## TASK BRIEF:
Starting with the first line and stopping after the line that contains "88), (18, 89)]]", reproduce only those lines, requests included, adding 84 to every vertex coordinate in the answers.

[Begin MATERIAL]

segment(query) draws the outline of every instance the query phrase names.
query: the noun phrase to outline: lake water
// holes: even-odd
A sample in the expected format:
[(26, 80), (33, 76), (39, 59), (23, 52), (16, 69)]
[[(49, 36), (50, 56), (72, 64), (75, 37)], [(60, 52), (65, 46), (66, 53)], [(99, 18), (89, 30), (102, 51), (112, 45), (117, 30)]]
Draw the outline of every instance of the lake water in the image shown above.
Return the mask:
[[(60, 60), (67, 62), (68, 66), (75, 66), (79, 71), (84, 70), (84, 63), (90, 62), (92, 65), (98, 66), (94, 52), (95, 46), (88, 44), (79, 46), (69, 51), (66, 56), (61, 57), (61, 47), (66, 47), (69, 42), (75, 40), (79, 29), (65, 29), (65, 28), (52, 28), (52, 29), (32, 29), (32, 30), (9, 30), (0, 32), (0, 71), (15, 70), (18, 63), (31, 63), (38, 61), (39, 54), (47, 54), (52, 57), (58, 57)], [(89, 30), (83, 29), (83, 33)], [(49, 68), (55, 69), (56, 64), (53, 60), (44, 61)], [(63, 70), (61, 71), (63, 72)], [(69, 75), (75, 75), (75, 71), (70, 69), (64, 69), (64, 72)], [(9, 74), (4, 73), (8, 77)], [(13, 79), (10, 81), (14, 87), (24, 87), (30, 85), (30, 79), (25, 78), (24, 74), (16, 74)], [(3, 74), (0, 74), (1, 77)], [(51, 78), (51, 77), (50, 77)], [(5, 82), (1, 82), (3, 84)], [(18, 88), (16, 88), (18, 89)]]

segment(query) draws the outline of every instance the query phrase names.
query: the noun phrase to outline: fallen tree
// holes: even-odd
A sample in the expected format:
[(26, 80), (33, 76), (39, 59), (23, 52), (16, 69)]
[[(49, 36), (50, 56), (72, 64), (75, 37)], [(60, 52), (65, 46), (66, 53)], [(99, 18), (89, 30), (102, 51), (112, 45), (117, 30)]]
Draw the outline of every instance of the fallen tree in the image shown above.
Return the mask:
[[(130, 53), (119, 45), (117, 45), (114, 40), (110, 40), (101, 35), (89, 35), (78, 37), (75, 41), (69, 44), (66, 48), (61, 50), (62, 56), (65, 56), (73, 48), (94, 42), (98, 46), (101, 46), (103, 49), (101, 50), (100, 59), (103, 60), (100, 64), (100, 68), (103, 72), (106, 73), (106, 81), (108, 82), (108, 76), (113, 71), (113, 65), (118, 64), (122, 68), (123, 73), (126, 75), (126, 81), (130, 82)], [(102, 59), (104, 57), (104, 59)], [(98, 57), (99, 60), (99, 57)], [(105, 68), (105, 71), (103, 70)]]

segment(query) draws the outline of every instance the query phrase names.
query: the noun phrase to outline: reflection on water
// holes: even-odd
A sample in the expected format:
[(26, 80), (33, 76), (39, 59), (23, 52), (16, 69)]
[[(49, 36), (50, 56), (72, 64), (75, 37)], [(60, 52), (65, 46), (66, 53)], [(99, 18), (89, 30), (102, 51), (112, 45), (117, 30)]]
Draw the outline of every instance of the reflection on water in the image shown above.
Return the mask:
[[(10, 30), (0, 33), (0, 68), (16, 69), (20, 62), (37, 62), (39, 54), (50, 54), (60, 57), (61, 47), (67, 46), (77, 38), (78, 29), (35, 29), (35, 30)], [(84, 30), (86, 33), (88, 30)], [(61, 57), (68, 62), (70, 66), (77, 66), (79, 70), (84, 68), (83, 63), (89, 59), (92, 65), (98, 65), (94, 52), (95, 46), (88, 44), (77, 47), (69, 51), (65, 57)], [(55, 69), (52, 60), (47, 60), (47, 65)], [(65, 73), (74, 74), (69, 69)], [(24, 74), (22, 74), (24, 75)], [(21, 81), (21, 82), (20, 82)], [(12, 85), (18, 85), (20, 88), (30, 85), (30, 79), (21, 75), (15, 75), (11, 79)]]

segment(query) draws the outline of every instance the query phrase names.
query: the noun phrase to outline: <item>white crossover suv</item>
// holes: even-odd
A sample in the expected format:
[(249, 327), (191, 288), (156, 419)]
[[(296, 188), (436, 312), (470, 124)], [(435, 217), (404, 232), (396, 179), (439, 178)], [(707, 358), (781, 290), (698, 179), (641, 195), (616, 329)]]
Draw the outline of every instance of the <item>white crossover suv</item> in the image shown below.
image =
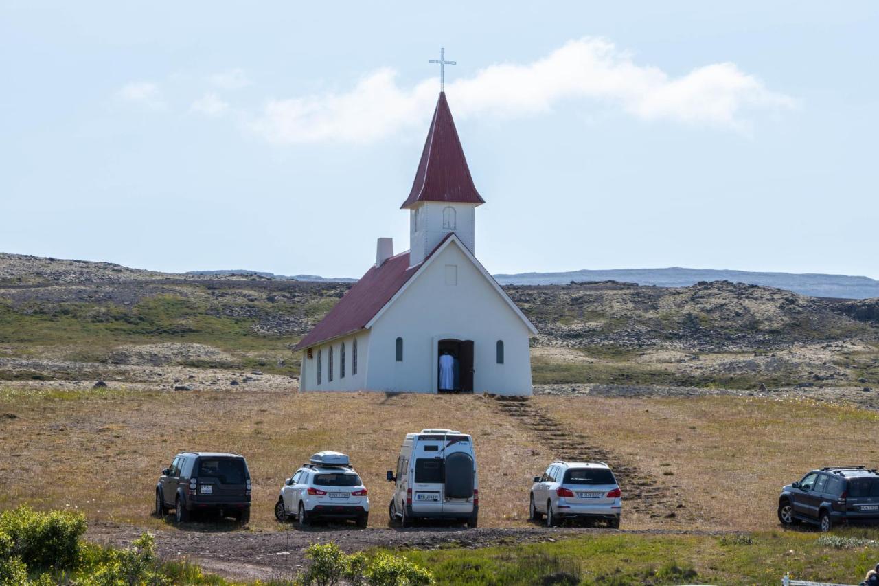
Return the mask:
[(284, 481), (275, 503), (275, 518), (294, 516), (300, 526), (317, 519), (353, 519), (366, 527), (369, 497), (363, 480), (348, 457), (338, 451), (322, 451)]
[(530, 518), (546, 516), (547, 526), (565, 519), (606, 521), (620, 527), (622, 494), (614, 472), (604, 462), (553, 462), (531, 487)]

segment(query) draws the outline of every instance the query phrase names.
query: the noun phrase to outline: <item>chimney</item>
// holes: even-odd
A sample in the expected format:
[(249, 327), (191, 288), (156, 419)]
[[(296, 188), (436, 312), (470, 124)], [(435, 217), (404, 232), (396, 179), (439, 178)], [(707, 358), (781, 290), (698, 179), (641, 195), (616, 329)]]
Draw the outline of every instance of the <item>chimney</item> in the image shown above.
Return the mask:
[(394, 256), (394, 238), (379, 238), (375, 245), (375, 267), (381, 267), (392, 256)]

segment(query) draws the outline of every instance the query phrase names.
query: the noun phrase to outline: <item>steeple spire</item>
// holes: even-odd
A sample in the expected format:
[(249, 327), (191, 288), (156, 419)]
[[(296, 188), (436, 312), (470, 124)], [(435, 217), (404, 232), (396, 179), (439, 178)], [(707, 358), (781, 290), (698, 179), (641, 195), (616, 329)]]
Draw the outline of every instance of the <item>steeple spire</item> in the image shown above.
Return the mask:
[(412, 208), (418, 201), (485, 203), (473, 185), (445, 92), (433, 111), (412, 190), (400, 207)]

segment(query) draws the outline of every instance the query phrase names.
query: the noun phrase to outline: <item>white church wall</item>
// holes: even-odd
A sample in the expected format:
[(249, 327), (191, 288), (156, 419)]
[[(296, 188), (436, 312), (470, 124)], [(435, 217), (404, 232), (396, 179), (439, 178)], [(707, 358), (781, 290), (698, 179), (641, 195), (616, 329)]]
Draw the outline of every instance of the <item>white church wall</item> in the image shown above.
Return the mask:
[[(525, 323), (453, 244), (373, 325), (366, 388), (435, 392), (436, 342), (453, 338), (474, 341), (475, 392), (531, 394), (529, 335)], [(402, 362), (396, 360), (397, 337), (403, 341)], [(503, 364), (496, 361), (498, 340), (504, 341)]]
[[(454, 213), (447, 213), (447, 209)], [(410, 211), (410, 264), (417, 265), (430, 254), (449, 232), (454, 232), (476, 254), (476, 205), (424, 201)], [(451, 216), (453, 222), (447, 220)], [(449, 227), (453, 226), (453, 227)]]
[[(357, 374), (352, 373), (354, 340), (357, 340)], [(341, 352), (345, 344), (345, 377), (341, 377)], [(333, 353), (333, 377), (330, 380), (330, 348)], [(321, 383), (317, 384), (317, 353), (321, 353)], [(365, 388), (369, 355), (369, 332), (333, 340), (330, 343), (313, 346), (311, 358), (302, 351), (300, 372), (300, 391), (360, 391)]]

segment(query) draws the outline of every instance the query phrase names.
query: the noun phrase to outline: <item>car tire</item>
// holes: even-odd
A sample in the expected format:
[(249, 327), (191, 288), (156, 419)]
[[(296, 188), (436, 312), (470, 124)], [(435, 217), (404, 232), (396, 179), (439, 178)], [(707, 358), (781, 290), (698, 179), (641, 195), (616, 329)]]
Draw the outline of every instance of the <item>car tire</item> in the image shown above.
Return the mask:
[(785, 527), (796, 524), (796, 517), (794, 516), (794, 505), (790, 501), (785, 499), (778, 504), (778, 520)]
[(299, 503), (299, 515), (297, 517), (299, 519), (300, 527), (308, 527), (311, 524), (311, 519), (309, 518), (308, 513), (305, 512), (305, 505), (301, 502)]
[(534, 495), (532, 494), (528, 502), (528, 519), (531, 521), (540, 521), (543, 518), (543, 513), (537, 510), (537, 505), (534, 504)]
[(278, 519), (279, 523), (285, 523), (290, 516), (284, 510), (284, 499), (281, 497), (278, 498), (278, 502), (275, 503), (275, 518)]
[(162, 496), (162, 491), (156, 490), (156, 516), (160, 518), (164, 517), (168, 514), (168, 507), (164, 506), (164, 497)]
[(178, 524), (189, 522), (189, 511), (186, 510), (186, 505), (183, 503), (179, 496), (174, 501), (174, 516)]
[(821, 529), (822, 533), (826, 533), (833, 529), (833, 519), (831, 518), (830, 513), (826, 510), (822, 510), (818, 514), (818, 527)]
[(552, 512), (552, 502), (547, 501), (547, 527), (558, 527), (559, 524), (558, 517)]

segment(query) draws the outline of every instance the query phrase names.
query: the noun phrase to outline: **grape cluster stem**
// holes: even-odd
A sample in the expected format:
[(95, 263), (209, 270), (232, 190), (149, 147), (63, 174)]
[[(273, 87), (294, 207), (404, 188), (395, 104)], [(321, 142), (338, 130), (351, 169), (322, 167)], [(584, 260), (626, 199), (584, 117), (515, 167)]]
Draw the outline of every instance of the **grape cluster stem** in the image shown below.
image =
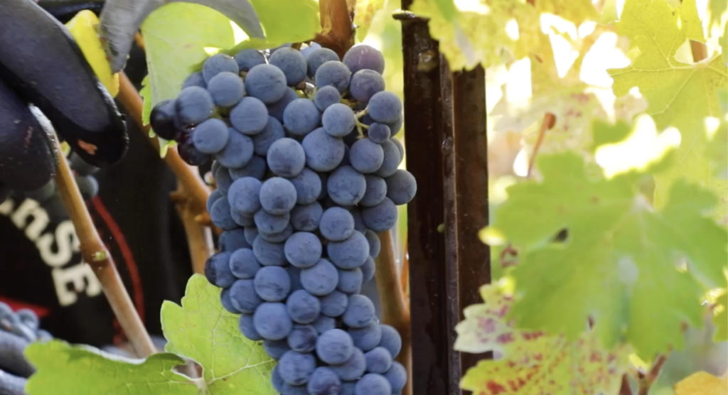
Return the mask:
[[(55, 139), (56, 149), (61, 152), (58, 137)], [(58, 169), (55, 183), (68, 216), (74, 223), (76, 234), (81, 244), (81, 255), (84, 262), (90, 265), (94, 274), (101, 283), (103, 294), (114, 311), (114, 314), (129, 338), (132, 346), (140, 357), (147, 356), (155, 352), (154, 344), (146, 332), (141, 319), (134, 308), (124, 283), (122, 282), (114, 260), (101, 241), (91, 215), (84, 203), (81, 191), (76, 183), (71, 167), (66, 156), (58, 156)]]

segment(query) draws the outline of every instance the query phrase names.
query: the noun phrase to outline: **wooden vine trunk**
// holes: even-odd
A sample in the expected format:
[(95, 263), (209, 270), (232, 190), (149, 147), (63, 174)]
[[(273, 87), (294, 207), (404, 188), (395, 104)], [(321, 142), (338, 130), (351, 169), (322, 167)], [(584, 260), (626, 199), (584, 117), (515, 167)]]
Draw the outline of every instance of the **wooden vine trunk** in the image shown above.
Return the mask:
[[(403, 0), (408, 9), (411, 0)], [(466, 306), (482, 303), (490, 252), (485, 73), (451, 73), (427, 21), (402, 21), (407, 169), (417, 180), (408, 206), (413, 393), (459, 394), (467, 368), (486, 355), (453, 350)]]

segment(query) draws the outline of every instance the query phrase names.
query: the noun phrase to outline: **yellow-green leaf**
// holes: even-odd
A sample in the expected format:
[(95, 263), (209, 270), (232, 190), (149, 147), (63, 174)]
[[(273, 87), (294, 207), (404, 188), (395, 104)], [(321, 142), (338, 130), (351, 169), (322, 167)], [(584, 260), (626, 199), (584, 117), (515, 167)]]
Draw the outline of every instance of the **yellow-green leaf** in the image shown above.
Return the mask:
[(363, 40), (369, 31), (374, 15), (384, 7), (384, 0), (357, 0), (354, 9), (354, 24), (357, 26), (357, 39)]
[(98, 35), (98, 18), (96, 15), (84, 9), (66, 24), (76, 43), (81, 48), (86, 61), (91, 65), (99, 81), (106, 87), (112, 97), (119, 93), (119, 74), (111, 73), (111, 66), (106, 59)]
[(37, 369), (25, 386), (30, 395), (198, 394), (194, 381), (173, 370), (185, 362), (172, 354), (130, 359), (87, 346), (51, 340), (31, 344), (25, 356)]
[(187, 283), (182, 306), (162, 304), (162, 328), (168, 340), (165, 349), (202, 365), (210, 394), (269, 395), (274, 391), (270, 375), (275, 361), (261, 342), (240, 332), (240, 315), (223, 308), (220, 292), (195, 274)]
[(478, 394), (616, 394), (628, 367), (629, 348), (607, 350), (592, 332), (571, 340), (562, 335), (518, 330), (506, 316), (513, 298), (484, 285), (485, 303), (465, 309), (456, 327), (457, 350), (494, 351), (467, 372), (462, 388)]

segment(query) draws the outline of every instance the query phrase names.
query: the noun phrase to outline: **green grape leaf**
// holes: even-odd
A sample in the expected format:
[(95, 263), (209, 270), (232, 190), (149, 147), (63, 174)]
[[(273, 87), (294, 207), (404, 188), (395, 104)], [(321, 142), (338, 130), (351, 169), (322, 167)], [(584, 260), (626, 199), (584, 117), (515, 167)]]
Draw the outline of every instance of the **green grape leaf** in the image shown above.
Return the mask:
[(615, 95), (638, 87), (657, 127), (677, 127), (686, 140), (703, 129), (703, 118), (721, 116), (717, 92), (726, 89), (728, 73), (718, 55), (693, 64), (676, 59), (686, 25), (700, 22), (689, 18), (681, 28), (679, 18), (664, 0), (627, 0), (617, 31), (632, 40), (632, 64), (610, 73)]
[[(681, 347), (681, 324), (701, 324), (702, 295), (724, 282), (728, 234), (705, 216), (716, 196), (678, 181), (657, 210), (640, 193), (649, 173), (607, 179), (574, 153), (538, 165), (542, 180), (508, 188), (481, 234), (521, 250), (518, 327), (573, 339), (591, 318), (605, 345), (626, 340), (644, 359)], [(554, 242), (564, 228), (566, 240)]]
[(713, 308), (713, 323), (716, 325), (716, 332), (713, 340), (716, 342), (728, 340), (728, 291), (723, 290), (716, 300)]
[(25, 356), (37, 369), (25, 386), (31, 395), (198, 394), (193, 380), (173, 371), (184, 360), (172, 354), (129, 359), (87, 346), (50, 340), (31, 344)]
[(605, 349), (593, 332), (574, 340), (514, 327), (506, 316), (513, 298), (488, 284), (480, 288), (485, 303), (465, 309), (456, 327), (455, 348), (495, 351), (468, 370), (460, 386), (474, 394), (502, 395), (616, 394), (626, 372), (629, 348)]
[[(149, 15), (141, 25), (149, 75), (142, 121), (149, 123), (152, 105), (177, 96), (194, 66), (209, 55), (205, 48), (235, 44), (233, 27), (225, 15), (205, 6), (171, 3)], [(146, 92), (145, 92), (146, 93)], [(146, 104), (146, 102), (149, 102)]]
[(271, 359), (261, 342), (247, 339), (238, 329), (240, 316), (220, 303), (220, 289), (195, 274), (187, 283), (182, 306), (162, 305), (165, 351), (194, 359), (202, 366), (205, 386), (210, 394), (268, 395)]
[(374, 15), (384, 7), (384, 0), (358, 0), (354, 9), (354, 24), (357, 26), (357, 39), (366, 37)]
[[(628, 0), (622, 15), (617, 31), (632, 40), (633, 50), (630, 66), (610, 71), (614, 94), (638, 87), (657, 127), (677, 127), (682, 137), (676, 165), (656, 176), (655, 205), (664, 206), (672, 185), (684, 177), (722, 195), (728, 181), (716, 174), (728, 166), (728, 158), (715, 161), (701, 151), (711, 144), (705, 118), (722, 116), (719, 97), (728, 87), (728, 73), (718, 54), (695, 63), (676, 58), (686, 39), (704, 39), (695, 0), (676, 9), (664, 0)], [(715, 217), (725, 217), (727, 207), (721, 204)]]
[[(472, 69), (500, 63), (508, 52), (519, 58), (536, 47), (541, 36), (536, 9), (523, 1), (488, 0), (472, 2), (458, 9), (451, 0), (415, 0), (415, 14), (430, 18), (430, 33), (440, 41), (450, 69)], [(449, 5), (448, 5), (449, 4)], [(509, 36), (506, 24), (517, 20), (518, 36)]]

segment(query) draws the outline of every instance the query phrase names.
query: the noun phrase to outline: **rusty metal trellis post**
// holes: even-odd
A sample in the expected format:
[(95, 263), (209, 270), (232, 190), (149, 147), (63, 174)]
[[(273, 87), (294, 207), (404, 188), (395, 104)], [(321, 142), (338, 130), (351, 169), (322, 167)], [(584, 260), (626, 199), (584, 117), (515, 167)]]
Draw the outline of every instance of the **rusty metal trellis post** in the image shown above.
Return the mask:
[[(403, 0), (408, 9), (411, 0)], [(484, 355), (453, 350), (462, 309), (480, 303), (490, 252), (485, 74), (451, 73), (427, 21), (402, 21), (407, 168), (417, 180), (408, 206), (413, 393), (460, 394), (460, 378)]]

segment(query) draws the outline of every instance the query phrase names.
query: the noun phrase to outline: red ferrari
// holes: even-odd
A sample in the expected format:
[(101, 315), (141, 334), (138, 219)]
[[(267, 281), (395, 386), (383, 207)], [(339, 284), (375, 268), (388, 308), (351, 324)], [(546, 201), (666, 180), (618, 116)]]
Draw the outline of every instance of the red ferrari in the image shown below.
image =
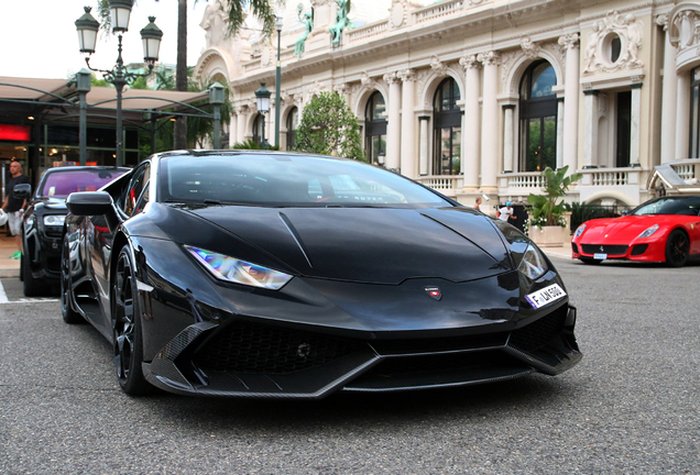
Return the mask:
[(700, 257), (700, 196), (656, 198), (621, 218), (586, 221), (571, 251), (586, 264), (628, 259), (680, 267)]

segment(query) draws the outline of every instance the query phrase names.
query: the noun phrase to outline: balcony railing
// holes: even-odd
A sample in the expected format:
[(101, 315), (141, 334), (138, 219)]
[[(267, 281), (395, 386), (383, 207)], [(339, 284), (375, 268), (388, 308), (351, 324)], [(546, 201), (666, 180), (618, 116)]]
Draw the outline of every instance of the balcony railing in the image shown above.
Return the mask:
[(463, 0), (446, 0), (438, 3), (434, 3), (429, 7), (416, 10), (412, 13), (413, 23), (423, 23), (431, 20), (436, 20), (442, 16), (450, 15), (464, 8)]
[(686, 183), (692, 185), (700, 181), (700, 158), (676, 161), (669, 163), (669, 165)]

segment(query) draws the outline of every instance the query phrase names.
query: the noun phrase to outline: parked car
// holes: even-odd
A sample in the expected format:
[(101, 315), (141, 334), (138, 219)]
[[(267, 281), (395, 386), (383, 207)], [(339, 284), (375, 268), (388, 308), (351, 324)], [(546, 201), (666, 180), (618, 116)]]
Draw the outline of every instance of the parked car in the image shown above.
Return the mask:
[(661, 262), (680, 267), (700, 257), (700, 196), (649, 200), (620, 218), (586, 221), (571, 240), (573, 258)]
[(26, 297), (48, 295), (61, 281), (61, 243), (68, 195), (99, 190), (129, 169), (96, 166), (50, 168), (33, 196), (30, 185), (18, 185), (15, 189), (29, 201), (22, 218), (20, 263), (20, 278)]
[(62, 309), (121, 388), (320, 398), (556, 375), (576, 309), (523, 233), (337, 157), (169, 152), (67, 200)]

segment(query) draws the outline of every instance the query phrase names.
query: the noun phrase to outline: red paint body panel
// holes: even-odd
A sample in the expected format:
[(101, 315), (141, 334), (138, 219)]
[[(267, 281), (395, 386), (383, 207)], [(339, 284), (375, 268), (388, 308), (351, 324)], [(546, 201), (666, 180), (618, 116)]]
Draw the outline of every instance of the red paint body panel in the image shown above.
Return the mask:
[[(572, 257), (593, 258), (592, 252), (584, 252), (583, 245), (625, 245), (622, 254), (608, 254), (608, 258), (624, 258), (642, 262), (666, 262), (666, 241), (671, 231), (682, 229), (690, 240), (689, 255), (700, 255), (700, 217), (678, 214), (646, 214), (605, 218), (587, 221), (586, 231), (573, 238), (578, 252), (572, 248)], [(645, 230), (658, 224), (659, 229), (648, 238), (638, 238)], [(635, 245), (647, 244), (647, 250), (632, 255)], [(573, 247), (573, 246), (572, 246)], [(597, 251), (598, 252), (598, 251)]]

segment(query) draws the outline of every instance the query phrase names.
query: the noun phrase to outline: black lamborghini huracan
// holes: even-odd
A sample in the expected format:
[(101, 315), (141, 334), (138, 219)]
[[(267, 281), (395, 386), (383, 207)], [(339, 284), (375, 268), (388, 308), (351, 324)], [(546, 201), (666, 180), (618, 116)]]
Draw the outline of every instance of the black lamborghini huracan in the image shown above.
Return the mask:
[(67, 206), (63, 318), (112, 342), (130, 395), (320, 398), (581, 358), (535, 244), (380, 167), (168, 152)]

[End MATERIAL]

## REPLY TO THE EXERCISE:
segment(query) draws the outline of every instance the query phrase names.
query: the noun phrase to outline: lake water
// holes: even-odd
A sample in the expected format:
[(26, 80), (33, 76), (39, 59), (23, 52), (16, 69)]
[[(49, 36), (50, 56), (72, 64), (75, 37)], [(60, 52), (65, 46), (66, 53)], [(99, 18), (89, 30), (102, 51), (112, 45), (117, 30)]]
Draw the outline of every instance of the lake water in the image shown above.
Return the mask:
[[(144, 144), (151, 146), (152, 150), (159, 150), (163, 155), (168, 154), (168, 147), (174, 146), (176, 149), (182, 150), (178, 136), (179, 130), (172, 128), (163, 130), (153, 135), (150, 140), (145, 141), (145, 131), (150, 131), (153, 126), (159, 124), (163, 113), (149, 113), (149, 112), (136, 112), (136, 113), (116, 113), (116, 114), (93, 114), (84, 116), (84, 155), (99, 154), (102, 147), (115, 147), (122, 145), (123, 138), (131, 138), (136, 141), (142, 141)], [(173, 114), (167, 113), (167, 117)], [(133, 152), (139, 153), (140, 148), (137, 144), (128, 145)], [(147, 154), (145, 155), (147, 156)], [(153, 159), (159, 159), (159, 155), (154, 153), (148, 153), (148, 156)], [(93, 158), (88, 157), (92, 161)], [(97, 163), (94, 165), (98, 171), (108, 171), (114, 169), (114, 163), (109, 162), (108, 158), (100, 158)], [(87, 158), (84, 158), (85, 161)], [(135, 162), (135, 161), (134, 161)], [(89, 166), (85, 166), (87, 168)], [(102, 172), (100, 172), (102, 173)]]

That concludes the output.